▶ **WHAT TO WORK ON**:
Present each of the following items as a numbered list, leaving out any blank lines. Apply this to every item.

— START GIVEN INFORMATION —

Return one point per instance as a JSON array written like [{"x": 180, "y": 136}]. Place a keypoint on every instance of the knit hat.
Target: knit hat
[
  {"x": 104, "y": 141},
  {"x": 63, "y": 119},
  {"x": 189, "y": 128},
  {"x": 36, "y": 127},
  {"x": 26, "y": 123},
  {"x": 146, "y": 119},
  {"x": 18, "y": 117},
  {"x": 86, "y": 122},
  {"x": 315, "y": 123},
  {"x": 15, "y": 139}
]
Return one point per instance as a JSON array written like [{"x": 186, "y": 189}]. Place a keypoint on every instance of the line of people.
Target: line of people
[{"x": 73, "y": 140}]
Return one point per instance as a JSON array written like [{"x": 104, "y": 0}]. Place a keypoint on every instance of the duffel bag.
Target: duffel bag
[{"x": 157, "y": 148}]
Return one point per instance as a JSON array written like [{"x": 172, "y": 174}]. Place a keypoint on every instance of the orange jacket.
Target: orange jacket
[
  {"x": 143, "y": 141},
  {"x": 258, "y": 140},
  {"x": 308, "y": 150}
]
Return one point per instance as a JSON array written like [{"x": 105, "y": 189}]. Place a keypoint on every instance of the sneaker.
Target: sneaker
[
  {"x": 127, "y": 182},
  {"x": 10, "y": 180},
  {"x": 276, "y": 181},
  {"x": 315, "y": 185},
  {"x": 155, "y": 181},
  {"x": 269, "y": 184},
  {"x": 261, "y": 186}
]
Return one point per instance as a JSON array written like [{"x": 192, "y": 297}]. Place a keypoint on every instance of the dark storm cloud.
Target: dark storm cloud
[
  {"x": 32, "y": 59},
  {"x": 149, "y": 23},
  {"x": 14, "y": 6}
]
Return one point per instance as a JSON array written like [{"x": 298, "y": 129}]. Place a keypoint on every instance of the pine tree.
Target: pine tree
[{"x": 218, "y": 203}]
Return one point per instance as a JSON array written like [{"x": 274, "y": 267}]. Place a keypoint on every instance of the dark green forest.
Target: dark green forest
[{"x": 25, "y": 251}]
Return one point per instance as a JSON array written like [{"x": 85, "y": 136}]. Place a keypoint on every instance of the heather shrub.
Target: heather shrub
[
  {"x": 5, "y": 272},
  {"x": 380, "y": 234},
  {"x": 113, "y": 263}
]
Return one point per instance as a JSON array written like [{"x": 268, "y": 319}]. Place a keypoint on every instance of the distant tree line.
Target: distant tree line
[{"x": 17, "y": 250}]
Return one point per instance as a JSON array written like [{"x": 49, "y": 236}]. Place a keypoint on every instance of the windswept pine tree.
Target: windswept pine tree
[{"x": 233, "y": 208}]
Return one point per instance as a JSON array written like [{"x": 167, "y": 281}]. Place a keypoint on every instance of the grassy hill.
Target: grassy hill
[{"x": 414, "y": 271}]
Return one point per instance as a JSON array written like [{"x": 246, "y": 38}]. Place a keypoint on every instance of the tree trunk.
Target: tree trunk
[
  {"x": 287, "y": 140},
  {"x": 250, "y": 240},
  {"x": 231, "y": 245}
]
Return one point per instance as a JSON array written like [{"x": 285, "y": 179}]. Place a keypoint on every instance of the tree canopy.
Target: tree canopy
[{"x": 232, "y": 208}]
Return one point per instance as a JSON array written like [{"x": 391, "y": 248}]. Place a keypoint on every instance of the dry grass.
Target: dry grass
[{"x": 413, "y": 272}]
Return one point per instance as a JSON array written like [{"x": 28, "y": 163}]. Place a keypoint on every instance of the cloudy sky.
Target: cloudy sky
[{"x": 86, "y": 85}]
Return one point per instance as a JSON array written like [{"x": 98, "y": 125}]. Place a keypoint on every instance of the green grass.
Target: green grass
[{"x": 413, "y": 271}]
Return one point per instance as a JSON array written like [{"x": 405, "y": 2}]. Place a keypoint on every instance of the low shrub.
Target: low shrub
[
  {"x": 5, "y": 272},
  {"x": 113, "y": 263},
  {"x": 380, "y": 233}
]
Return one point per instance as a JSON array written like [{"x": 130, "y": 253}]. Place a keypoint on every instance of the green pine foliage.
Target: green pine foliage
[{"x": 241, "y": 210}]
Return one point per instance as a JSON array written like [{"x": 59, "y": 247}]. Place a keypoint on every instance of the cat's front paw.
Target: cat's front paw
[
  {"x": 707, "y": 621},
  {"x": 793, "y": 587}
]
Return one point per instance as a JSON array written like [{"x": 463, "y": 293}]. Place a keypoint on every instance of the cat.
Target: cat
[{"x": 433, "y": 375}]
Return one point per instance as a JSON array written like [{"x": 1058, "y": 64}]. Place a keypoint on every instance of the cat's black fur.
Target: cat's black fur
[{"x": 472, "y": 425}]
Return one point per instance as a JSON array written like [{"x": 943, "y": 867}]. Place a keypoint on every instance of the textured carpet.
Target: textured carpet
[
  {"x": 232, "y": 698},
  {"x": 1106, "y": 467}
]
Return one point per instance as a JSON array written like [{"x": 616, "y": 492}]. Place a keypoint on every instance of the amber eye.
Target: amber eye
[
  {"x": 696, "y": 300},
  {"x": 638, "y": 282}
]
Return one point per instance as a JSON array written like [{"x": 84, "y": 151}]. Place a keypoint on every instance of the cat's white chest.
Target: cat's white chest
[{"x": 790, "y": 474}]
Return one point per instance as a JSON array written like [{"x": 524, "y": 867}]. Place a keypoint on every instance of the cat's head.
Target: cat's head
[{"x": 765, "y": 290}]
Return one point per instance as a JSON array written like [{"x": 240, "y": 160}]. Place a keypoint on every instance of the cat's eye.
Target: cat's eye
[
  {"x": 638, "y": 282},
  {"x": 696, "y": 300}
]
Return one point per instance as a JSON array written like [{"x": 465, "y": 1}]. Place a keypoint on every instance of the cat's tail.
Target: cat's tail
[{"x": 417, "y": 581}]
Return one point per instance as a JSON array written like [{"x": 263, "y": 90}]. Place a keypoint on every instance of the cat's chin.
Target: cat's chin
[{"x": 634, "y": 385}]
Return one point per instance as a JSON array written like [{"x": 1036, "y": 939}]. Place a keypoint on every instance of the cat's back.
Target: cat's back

— END GIVEN INFORMATION —

▶ **WRITTEN ANSWER**:
1. Return one point per instance as a JSON array written like [{"x": 180, "y": 136}]. Place a keypoint on every instance of the knit hat.
2. Target: knit hat
3. [
4.   {"x": 104, "y": 141},
5.   {"x": 63, "y": 119},
6.   {"x": 189, "y": 128},
7.   {"x": 36, "y": 127},
8.   {"x": 26, "y": 123},
9.   {"x": 146, "y": 119},
10.   {"x": 18, "y": 117},
11.   {"x": 86, "y": 122},
12.   {"x": 315, "y": 123},
13.   {"x": 15, "y": 139}
14. ]
15. Return one point per instance as a JSON array written like [{"x": 186, "y": 189}]. Place a keypoint on every instance of the line of people.
16. Target: line of people
17. [{"x": 73, "y": 140}]
18. Return one point per instance as a JSON array written like [{"x": 104, "y": 0}]. Place a keypoint on every instance of the duffel bag.
19. Target: duffel bag
20. [{"x": 157, "y": 148}]
21. Return one point per instance as a JSON array written like [{"x": 172, "y": 174}]. Place a keypoint on every instance of the orange jacket.
22. Target: orange jacket
23. [
24.   {"x": 143, "y": 141},
25.   {"x": 258, "y": 140},
26.   {"x": 308, "y": 150}
27. ]
28. Return one point per instance as a JSON array written like [{"x": 105, "y": 189}]. Place a keypoint on every instance of the sneaker.
29. Target: sneaker
30. [
31.   {"x": 127, "y": 182},
32.   {"x": 10, "y": 180},
33.   {"x": 276, "y": 181},
34.   {"x": 315, "y": 185},
35.   {"x": 155, "y": 181},
36.   {"x": 269, "y": 184},
37.   {"x": 261, "y": 186}
38. ]
39. Return one point per instance as a JSON array written like [{"x": 192, "y": 297}]. Place a keypoint on every instance of the dark storm cloud.
40. Target: dark storm cloud
41. [
42.   {"x": 32, "y": 59},
43.   {"x": 149, "y": 23},
44.   {"x": 14, "y": 6}
45. ]
46. Return one point per instance as a JSON array written like [{"x": 298, "y": 129}]. Place a keypoint on every instance of the pine tree.
47. Target: pine tree
48. [{"x": 218, "y": 203}]
49. Return one point per instance as a JSON array written like [{"x": 274, "y": 267}]. Place a keypoint on every instance of the dark green forest.
50. Target: dark green forest
51. [{"x": 25, "y": 251}]
52. Return one point per instance as a JSON array written like [{"x": 85, "y": 136}]. Place a keypoint on every instance of the heather shrub.
53. Target: heather shrub
54. [
55.   {"x": 5, "y": 272},
56.   {"x": 380, "y": 234},
57.   {"x": 113, "y": 263}
58. ]
59. Return one point per instance as a JSON array written like [{"x": 268, "y": 319}]. Place a keypoint on every instance of the distant tree line.
60. Target: distant tree line
61. [{"x": 17, "y": 250}]
62. Return one point per instance as a JSON array written like [{"x": 49, "y": 236}]. Place a keypoint on every instance of the windswept pine tree.
63. Target: windswept pine tree
64. [{"x": 233, "y": 208}]
65. Return one point per instance as a JSON array written like [{"x": 167, "y": 281}]. Place a keypoint on every instance of the grassy hill.
66. Target: grassy hill
67. [{"x": 414, "y": 271}]
68. Return one point per instance as a JSON array written like [{"x": 246, "y": 38}]. Place a keypoint on every instance of the tree trunk.
69. Target: tree trunk
70. [
71.   {"x": 287, "y": 140},
72.   {"x": 250, "y": 240},
73.   {"x": 231, "y": 245}
74. ]
75. Return one point per instance as a JSON array written like [{"x": 285, "y": 179}]. Place a keypoint on every instance of the tree canopy.
76. Target: tree canopy
77. [{"x": 232, "y": 208}]
78. Return one point per instance as a JSON array written like [{"x": 391, "y": 248}]. Place a keypoint on every instance of the dry grass.
79. Target: dry grass
80. [{"x": 413, "y": 272}]
81. Return one point per instance as a JSON array written like [{"x": 28, "y": 163}]. Place a keypoint on every instance of the cloudy sky.
82. Target: cloudy sky
83. [{"x": 86, "y": 85}]
84. Return one point per instance as a JSON array written like [{"x": 98, "y": 125}]. Place a keypoint on every instance of the green grass.
85. Target: green grass
86. [{"x": 413, "y": 271}]
87. Return one point per instance as a JSON array written like [{"x": 405, "y": 2}]. Place a keypoint on every instance of the low shrub.
88. Target: low shrub
89. [
90.   {"x": 5, "y": 272},
91.   {"x": 113, "y": 263},
92.   {"x": 380, "y": 233}
93. ]
94. Return one point per instance as a JSON array written like [{"x": 130, "y": 253}]. Place a keypoint on every instance of the green pine foliage.
95. Target: green pine foliage
96. [{"x": 241, "y": 210}]
97. Return one point per instance as a JSON array written like [{"x": 59, "y": 247}]. Place a keypoint on every instance of the cat's front paw.
98. Target: cat's front paw
99. [
100.   {"x": 707, "y": 621},
101.   {"x": 793, "y": 587}
102. ]
103. Return one point per instance as a JSON array written like [{"x": 463, "y": 293}]. Place a keypoint on every instance of the cat.
104. Target: cat
105. [{"x": 433, "y": 375}]
106. Return one point per instance as a JSON array written like [{"x": 1058, "y": 64}]. Place a keypoint on every instance of the cat's black fur.
107. Target: cat's black fur
108. [{"x": 472, "y": 425}]
109. Return one point per instance as a JSON array written like [{"x": 943, "y": 867}]. Place a keypoint on every instance of the textured carpet.
110. Target: textured carpet
111. [
112.   {"x": 232, "y": 698},
113.   {"x": 1106, "y": 467}
114. ]
115. Return one point per instance as a JSON array written like [{"x": 616, "y": 492}]. Place a keypoint on every instance of the amber eye.
116. Target: amber eye
117. [
118.   {"x": 696, "y": 300},
119.   {"x": 638, "y": 282}
120. ]
121. Return one point per instance as a JSON array written like [{"x": 84, "y": 151}]. Place a keypoint on every instance of the cat's white chest.
122. Target: cat's white chest
123. [{"x": 790, "y": 474}]
124. Return one point per instance as a JSON array written like [{"x": 524, "y": 867}]. Place a keypoint on every instance of the cat's head.
125. Target: cat's head
126. [{"x": 765, "y": 290}]
127. Return one point per instance as a JSON array written like [{"x": 240, "y": 160}]. Place a keypoint on every instance of the cat's eye.
128. Target: cat's eye
129. [
130.   {"x": 638, "y": 282},
131.   {"x": 696, "y": 300}
132. ]
133. Return one point per instance as a JSON array written like [{"x": 465, "y": 1}]. Place a keypoint on every instance of the cat's tail.
134. Target: cat's tail
135. [{"x": 417, "y": 581}]
136. Return one point per instance as a JSON array written like [{"x": 263, "y": 90}]. Place a keypoint on every instance of the cat's chin.
137. Target: cat's chin
138. [{"x": 634, "y": 385}]
139. Return one point per instance as a JSON array written like [{"x": 1036, "y": 939}]. Place a keypoint on every instance of the cat's back.
140. Target: cat's back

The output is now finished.